- WORK TASK -
From the data below, return all lines holding the string "brick".

- ENTRIES SHOWN -
━━━━━━━━
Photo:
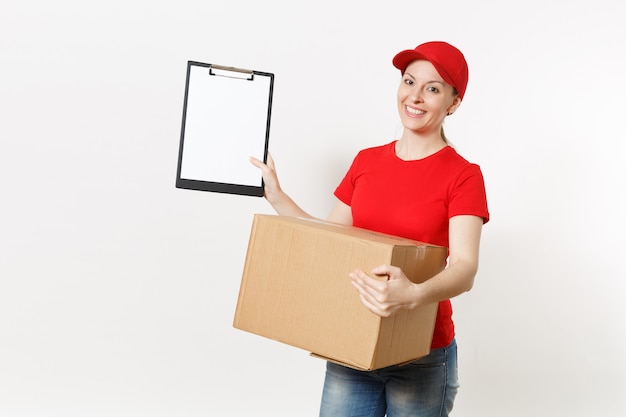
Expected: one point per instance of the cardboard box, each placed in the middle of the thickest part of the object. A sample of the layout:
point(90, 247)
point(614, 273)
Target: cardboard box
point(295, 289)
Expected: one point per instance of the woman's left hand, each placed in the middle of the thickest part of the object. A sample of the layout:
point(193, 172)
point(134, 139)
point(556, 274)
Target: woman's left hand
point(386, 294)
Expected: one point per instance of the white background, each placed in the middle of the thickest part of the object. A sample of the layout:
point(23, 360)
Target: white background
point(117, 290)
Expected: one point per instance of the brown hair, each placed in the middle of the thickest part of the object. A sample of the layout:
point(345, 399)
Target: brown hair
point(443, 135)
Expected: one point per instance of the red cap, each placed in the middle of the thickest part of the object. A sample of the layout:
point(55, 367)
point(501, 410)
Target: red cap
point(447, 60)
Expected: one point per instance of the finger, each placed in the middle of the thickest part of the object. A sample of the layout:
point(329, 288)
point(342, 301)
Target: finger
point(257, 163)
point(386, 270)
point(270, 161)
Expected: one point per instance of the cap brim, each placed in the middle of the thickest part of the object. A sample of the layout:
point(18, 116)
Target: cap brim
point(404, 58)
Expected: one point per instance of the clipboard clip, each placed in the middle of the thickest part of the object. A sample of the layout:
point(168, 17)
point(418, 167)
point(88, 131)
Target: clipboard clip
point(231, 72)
━━━━━━━━
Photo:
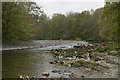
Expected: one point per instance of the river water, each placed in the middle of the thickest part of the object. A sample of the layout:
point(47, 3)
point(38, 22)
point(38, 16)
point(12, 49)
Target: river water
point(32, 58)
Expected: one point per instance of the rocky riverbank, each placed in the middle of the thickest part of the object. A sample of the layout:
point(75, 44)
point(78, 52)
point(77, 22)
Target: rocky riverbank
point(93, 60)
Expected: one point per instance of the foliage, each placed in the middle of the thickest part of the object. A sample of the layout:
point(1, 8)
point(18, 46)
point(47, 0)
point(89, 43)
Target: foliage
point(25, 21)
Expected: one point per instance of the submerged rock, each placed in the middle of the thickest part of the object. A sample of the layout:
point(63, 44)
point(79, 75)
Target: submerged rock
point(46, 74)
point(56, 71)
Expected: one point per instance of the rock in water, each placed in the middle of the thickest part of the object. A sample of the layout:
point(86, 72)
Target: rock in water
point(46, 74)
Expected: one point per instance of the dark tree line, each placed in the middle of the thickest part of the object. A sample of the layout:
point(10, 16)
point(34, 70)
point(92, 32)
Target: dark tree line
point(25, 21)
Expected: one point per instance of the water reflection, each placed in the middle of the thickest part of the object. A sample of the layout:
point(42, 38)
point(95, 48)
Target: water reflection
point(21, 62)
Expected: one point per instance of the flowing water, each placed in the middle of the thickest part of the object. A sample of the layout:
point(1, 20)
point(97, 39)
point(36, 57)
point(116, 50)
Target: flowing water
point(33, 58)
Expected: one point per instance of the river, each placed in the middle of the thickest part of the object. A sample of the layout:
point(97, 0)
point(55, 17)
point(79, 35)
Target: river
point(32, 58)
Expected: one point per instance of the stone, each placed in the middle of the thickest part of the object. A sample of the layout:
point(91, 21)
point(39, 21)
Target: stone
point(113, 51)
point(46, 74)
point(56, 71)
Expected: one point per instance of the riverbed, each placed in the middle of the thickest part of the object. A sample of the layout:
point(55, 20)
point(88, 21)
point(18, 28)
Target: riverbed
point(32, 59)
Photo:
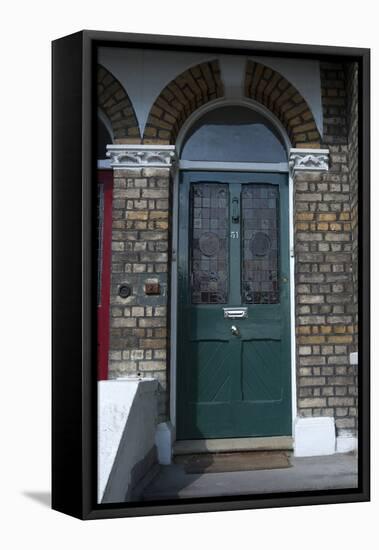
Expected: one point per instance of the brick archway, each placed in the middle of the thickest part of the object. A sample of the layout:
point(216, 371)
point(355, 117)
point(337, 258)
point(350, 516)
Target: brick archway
━━━━━━━━
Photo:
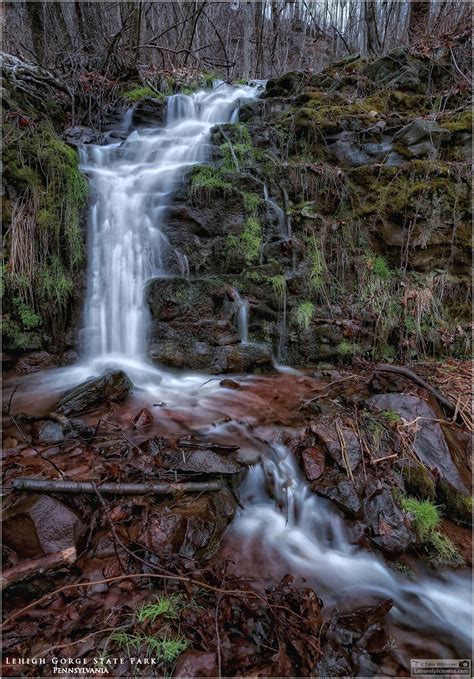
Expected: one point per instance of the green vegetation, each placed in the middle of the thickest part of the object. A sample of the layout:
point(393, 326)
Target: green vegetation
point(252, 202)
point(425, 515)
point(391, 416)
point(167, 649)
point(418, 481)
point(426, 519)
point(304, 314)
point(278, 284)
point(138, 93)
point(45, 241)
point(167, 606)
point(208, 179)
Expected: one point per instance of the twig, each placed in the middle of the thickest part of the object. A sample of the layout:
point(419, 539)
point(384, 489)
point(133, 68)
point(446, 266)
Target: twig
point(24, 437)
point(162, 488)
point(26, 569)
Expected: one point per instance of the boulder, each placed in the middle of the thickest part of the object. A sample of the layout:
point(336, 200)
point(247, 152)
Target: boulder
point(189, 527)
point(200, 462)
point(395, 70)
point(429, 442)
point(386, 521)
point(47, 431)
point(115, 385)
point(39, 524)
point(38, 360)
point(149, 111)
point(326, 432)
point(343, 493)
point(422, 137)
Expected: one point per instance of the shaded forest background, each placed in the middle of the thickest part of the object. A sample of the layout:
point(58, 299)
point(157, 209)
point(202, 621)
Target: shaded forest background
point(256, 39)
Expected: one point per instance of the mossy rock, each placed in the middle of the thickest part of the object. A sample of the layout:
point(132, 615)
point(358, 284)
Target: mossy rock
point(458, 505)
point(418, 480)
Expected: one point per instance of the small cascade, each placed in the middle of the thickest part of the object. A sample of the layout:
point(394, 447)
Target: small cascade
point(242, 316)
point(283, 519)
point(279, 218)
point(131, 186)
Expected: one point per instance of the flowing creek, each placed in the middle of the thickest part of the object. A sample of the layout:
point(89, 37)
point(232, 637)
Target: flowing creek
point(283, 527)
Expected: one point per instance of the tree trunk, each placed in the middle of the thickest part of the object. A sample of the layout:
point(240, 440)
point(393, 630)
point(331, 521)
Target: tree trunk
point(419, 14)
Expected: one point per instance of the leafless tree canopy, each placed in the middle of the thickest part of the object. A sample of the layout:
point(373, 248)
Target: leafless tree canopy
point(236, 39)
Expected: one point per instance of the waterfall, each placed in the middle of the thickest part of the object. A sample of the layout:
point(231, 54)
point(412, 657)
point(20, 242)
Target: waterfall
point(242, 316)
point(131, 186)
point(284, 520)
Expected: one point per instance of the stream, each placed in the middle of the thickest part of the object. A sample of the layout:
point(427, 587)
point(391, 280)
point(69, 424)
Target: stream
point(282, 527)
━━━━━━━━
- FINISHED TASK -
Expected: one point per instance of the brick archway, each placed in the middle of the thickest part of the object. A sample of the layout:
Target: brick archway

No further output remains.